#### Fragmento del texto
He reiterado aquí la tesis aristotélica según la cual  la filosofía como expresión mayor de la disposición fundamental del ser humano a la simbolización y el conocimiento, la filosofía como activación  de nuestras facultades específicas, carece de otra finalidad que sí misma: "Y puesto que filosofan con vistas a escapar a la ignorancia, evidentemente buscan el saber por el saber y no por  un fin utilitario. Y lo que realmente aconteció confirma esta tesis. Pues sólo cuando las necesidades de la vida y las exigencias de  confort y recreo estaban cubiertas empezó a buscarse un conocimiento de este tipo, que nadie debe buscar con vistas a algún provecho. Pues así como  llamamos libre a la persona cuya vida no está subordinada a la del otro, así la filosofía constituye la ciencia libre, pues no tiene otro objetivo que sí misma" (Metafísica, 982b17-18)

De ahí  la esterilidad de enfrentarse a los detractores de la disciplina mediante proyectos  de una "filosofía" aplicada, una filosofía que acepta estar al servicio de otros fines, una filosofía que no tiene confianza en sí misma que no se ve como expresión  de la  genuina disposición del ser humano y en consecuencia como causa final de una educación que responda a la paideia de los griegos.
########
Instrucciones a seguir:
Transcribe el fragmento sobre la filosofía empezando en "De ahí  la esterilidad" y terminando en "de los griegos.".
#### Extracto de datos
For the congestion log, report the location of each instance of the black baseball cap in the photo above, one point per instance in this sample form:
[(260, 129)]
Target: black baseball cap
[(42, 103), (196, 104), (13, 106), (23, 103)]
########
Resultado del ejercicio:
De ahí  la esterilidad de enfrentarse a los detractores de la disciplina mediante proyectos  de una "filosofía" aplicada, una filosofía que acepta estar al servicio de otros fines, una filosofía que no tiene confianza en sí misma que no se ve como expresión  de la  genuina disposición del ser humano y en consecuencia como causa final de una educación que responda a la paideia de los griegos.